[Start EXTRACTED ENTRIES]
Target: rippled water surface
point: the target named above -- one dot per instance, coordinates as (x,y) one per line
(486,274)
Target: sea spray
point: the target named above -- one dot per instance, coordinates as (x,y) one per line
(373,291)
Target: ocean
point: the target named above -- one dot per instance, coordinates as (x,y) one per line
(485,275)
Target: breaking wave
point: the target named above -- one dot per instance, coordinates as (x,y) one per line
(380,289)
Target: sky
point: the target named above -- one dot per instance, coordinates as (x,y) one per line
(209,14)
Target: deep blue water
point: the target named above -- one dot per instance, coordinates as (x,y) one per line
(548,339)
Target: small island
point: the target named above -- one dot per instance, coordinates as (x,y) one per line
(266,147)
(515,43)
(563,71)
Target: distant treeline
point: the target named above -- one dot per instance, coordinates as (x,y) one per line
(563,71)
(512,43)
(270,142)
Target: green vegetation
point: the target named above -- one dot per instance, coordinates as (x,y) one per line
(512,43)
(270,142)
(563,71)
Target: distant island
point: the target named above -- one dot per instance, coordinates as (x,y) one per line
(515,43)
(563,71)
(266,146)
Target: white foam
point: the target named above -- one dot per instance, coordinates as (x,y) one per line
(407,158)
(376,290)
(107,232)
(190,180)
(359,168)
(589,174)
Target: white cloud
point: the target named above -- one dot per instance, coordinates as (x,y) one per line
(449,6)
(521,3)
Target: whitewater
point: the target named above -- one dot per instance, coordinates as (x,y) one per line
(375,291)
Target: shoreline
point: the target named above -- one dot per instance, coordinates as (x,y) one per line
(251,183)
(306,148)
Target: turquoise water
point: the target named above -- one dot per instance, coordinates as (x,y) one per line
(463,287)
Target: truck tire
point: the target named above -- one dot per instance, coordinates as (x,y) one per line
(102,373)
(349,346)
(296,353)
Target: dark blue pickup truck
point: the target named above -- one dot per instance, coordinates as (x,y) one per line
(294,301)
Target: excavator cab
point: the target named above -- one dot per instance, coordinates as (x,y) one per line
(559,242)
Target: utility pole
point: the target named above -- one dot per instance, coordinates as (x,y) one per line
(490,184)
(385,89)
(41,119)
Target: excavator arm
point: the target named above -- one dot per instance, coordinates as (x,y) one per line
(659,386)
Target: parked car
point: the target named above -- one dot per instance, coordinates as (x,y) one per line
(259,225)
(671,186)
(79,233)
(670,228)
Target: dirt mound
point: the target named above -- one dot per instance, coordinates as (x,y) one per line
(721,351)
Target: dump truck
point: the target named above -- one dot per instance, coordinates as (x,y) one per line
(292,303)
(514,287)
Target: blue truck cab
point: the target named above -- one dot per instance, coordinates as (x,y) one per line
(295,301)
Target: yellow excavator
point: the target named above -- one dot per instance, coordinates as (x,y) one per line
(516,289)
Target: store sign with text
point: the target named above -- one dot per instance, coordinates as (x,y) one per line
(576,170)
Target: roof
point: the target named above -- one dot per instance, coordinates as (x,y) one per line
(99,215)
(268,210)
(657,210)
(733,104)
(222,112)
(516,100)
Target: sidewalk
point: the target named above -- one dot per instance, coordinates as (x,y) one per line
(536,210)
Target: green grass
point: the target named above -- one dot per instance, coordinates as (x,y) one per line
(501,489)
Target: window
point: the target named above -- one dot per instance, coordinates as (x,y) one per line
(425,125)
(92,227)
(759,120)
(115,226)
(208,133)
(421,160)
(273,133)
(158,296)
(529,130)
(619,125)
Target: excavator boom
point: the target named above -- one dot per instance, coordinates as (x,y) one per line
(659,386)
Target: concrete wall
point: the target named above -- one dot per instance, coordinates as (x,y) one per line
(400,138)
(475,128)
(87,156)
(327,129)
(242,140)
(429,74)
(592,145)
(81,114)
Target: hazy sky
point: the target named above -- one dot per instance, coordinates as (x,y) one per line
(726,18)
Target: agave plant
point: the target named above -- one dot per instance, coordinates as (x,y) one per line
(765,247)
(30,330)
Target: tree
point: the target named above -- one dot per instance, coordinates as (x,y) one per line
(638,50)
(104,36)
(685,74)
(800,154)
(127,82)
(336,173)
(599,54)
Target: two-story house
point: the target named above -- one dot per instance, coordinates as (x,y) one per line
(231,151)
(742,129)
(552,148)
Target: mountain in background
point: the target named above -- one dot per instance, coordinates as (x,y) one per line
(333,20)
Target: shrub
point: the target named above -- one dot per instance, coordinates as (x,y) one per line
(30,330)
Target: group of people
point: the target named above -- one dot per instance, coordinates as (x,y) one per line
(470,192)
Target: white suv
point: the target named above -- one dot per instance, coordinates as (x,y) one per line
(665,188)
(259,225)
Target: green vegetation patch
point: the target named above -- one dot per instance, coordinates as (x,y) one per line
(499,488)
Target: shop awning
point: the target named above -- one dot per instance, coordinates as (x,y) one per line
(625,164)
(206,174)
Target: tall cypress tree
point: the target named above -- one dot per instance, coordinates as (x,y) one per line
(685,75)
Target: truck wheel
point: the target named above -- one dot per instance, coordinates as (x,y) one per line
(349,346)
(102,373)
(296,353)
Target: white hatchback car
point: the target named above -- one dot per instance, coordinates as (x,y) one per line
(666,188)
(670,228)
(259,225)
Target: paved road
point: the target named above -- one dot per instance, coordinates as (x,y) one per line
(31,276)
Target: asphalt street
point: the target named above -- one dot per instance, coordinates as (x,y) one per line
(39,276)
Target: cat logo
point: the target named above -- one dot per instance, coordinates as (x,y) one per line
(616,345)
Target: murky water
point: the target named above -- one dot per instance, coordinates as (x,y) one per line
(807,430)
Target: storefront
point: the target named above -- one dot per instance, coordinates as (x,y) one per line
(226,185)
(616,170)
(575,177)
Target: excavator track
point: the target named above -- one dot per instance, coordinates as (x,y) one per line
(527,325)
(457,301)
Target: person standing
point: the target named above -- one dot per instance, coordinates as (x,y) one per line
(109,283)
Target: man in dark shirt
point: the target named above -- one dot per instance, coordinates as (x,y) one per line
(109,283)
[End EXTRACTED ENTRIES]
▶ **WHAT IS REQUIRED**
Copy each line of the data above without altering a single character.

▶ **EXERCISE RESPONSE**
Target: rippled water surface
point: the target named above -- one dot per instance, coordinates as (x,y) one per line
(486,274)
Target: sea spray
point: the target named above -- one dot per instance, coordinates as (x,y) one per line
(373,291)
Target: ocean
point: the target named above -- one dot per instance, coordinates as (x,y) one per line
(485,275)
Target: breaking wave
point: the target named above -- one dot per instance, coordinates as (x,y) one per line
(380,289)
Target: sky
point: the target named above -- one dot per instance, coordinates as (x,y) one per line
(209,14)
Target: deep blue water
point: the target named above -- one dot per instance, coordinates as (x,y) one per line
(548,339)
Target: small island
point: the target named above -- one dot per instance, coordinates as (x,y) one per line
(266,147)
(515,43)
(563,71)
Target: distant treeline
point: the target named above -- one dot per instance, coordinates as (x,y) one per line
(563,71)
(512,43)
(270,142)
Target: green vegetation
point: the target named above -- one dot per instance, coordinates as (x,y) one per line
(512,43)
(270,142)
(563,71)
Target: distant island
point: the target named above -- one dot per instance, coordinates as (x,y) one per line
(515,43)
(563,71)
(266,146)
Target: white foam
point: the target named above -- one dot per instance, coordinates as (x,y) one per line
(407,158)
(376,290)
(107,232)
(190,180)
(359,168)
(589,174)
Target: white cloud
point: the target named above -- one dot per instance, coordinates as (x,y) one per line
(449,6)
(521,3)
Target: whitewater
point: the target named above -- one dot per instance, coordinates as (x,y) one per line
(375,291)
Target: shoreline
point: the target named above -- one dot per instance, coordinates as (x,y) one per line
(251,183)
(306,148)
Target: turquoise water
point: the target named above -- one dot per instance, coordinates as (x,y) one per line
(463,287)
Target: truck tire
point: the target named above -- one dot per instance, coordinates as (x,y) one per line
(102,373)
(349,346)
(296,353)
Target: dark blue pickup truck
point: the target named above -- one dot per instance, coordinates as (x,y) one per line
(294,301)
Target: excavator cab
point: the target named above -- one dot per instance, coordinates as (x,y) one per line
(559,242)
Target: utility pole
point: the target named above -- one dot per instance, coordinates as (x,y) one per line
(490,184)
(385,89)
(41,119)
Target: excavator arm
point: the target named above -- one dot per instance, coordinates as (x,y) one per line
(659,386)
Target: parked car
point: the target named above -- one dot per instance, coordinates as (x,y) one per line
(259,225)
(671,186)
(79,233)
(670,228)
Target: dirt mound
point: the target named above -- one dot per instance, coordinates as (x,y) one per line
(721,351)
Target: dump truck
point: the target named above -- one dot per instance, coordinates as (x,y) one per line
(292,303)
(514,287)
Target: blue truck cab
point: the target named above -- one dot per instance, coordinates as (x,y) one per line
(295,301)
Target: yellow excavator
point: the target named above -- one dot per instance, coordinates as (x,y) one per line
(516,289)
Target: store sign with text
point: the target named above -- one dot per instance, coordinates as (x,y) one per line
(576,170)
Target: roof
point: the target named above -- one dot per instance, coordinates as (x,y) one per line
(99,215)
(268,210)
(657,210)
(733,104)
(222,112)
(516,100)
Target: sidewalk
point: the target named above -- one dot per instance, coordinates as (x,y) one per line
(536,210)
Target: green grass
point: the target named above -- one dot per instance, coordinates as (x,y) one per line
(501,489)
Target: window
point: the target named above -- one dot per instance, coordinates as (x,y) one per line
(425,125)
(92,227)
(759,120)
(115,226)
(208,133)
(421,160)
(273,133)
(158,296)
(529,130)
(619,125)
Target: excavator boom
point: the target named above -- one dot per instance, coordinates as (x,y) one per line
(659,386)
Target: concrete wall
point: the target named above -- one dot per instance, coordinates as (x,y) one per line
(400,138)
(475,128)
(87,156)
(327,129)
(242,140)
(429,74)
(592,145)
(81,114)
Target: hazy sky
point: the target named above -- one dot per instance, coordinates as (x,y) one per line
(726,18)
Target: agave plant
point: the target named above -- one dot per instance, coordinates as (x,y) one per line
(765,247)
(30,330)
Target: tree
point: the target named above -- one dot per instance, coordinates as (x,y) one per line
(638,50)
(104,36)
(685,74)
(800,154)
(127,82)
(336,173)
(599,54)
Target: two-story house
point: the target named above -- one dot per instance, coordinates as (x,y) one per line
(231,151)
(742,129)
(552,148)
Target: mountain in background
point: the target named above -- one dot per instance, coordinates as (x,y) one per line
(333,20)
Target: shrub
point: the target named above -- one dot per instance, coordinates as (x,y) one per line
(30,330)
Target: group of people
point: the target named above -- one dot per instance, coordinates as (x,y) one per line
(470,192)
Target: white suv
point: the target named above -- one dot per instance, coordinates as (x,y) one per line
(665,188)
(259,225)
Target: green vegetation patch
point: the target named above -- one dot per instance, coordinates as (x,y) one per line
(499,488)
Target: shop awning
point: the target named above -- one dot per instance, coordinates as (x,y) one per line
(625,164)
(206,174)
Target: tall cypress tree
point: the target named above -- one dot per instance, coordinates as (x,y) one per line
(685,75)
Target: truck wheel
point: the target named above -- one dot per instance, coordinates as (x,y) one per line
(349,346)
(102,373)
(296,353)
Target: white hatchback car
point: the target named above -- one dot per instance, coordinates as (x,y) one per line
(666,188)
(670,228)
(259,225)
Target: paved road
point: the target named above -- one dot per instance, coordinates as (x,y) one per line
(31,276)
Target: asphalt street
point: the target named above -- one dot per instance, coordinates as (x,y) one per line
(39,276)
Target: cat logo
point: the target named above -- one dot per instance, coordinates as (x,y) one per line
(616,345)
Target: murky water
point: the target named above -- one dot per instance, coordinates as (x,y) one per line
(807,430)
Target: storefront
point: the target named above -- one dot per instance, coordinates as (x,y) one per line
(226,185)
(616,170)
(575,177)
Target: excavator track
point: the target named above -- one dot per instance, coordinates as (x,y) one per line
(527,325)
(457,301)
Target: person standing
point: the target named above -- one dot per instance, coordinates as (x,y) one per line
(109,283)
Target: man in dark shirt
point: the target named above -- one dot per instance, coordinates as (x,y) one per line
(109,283)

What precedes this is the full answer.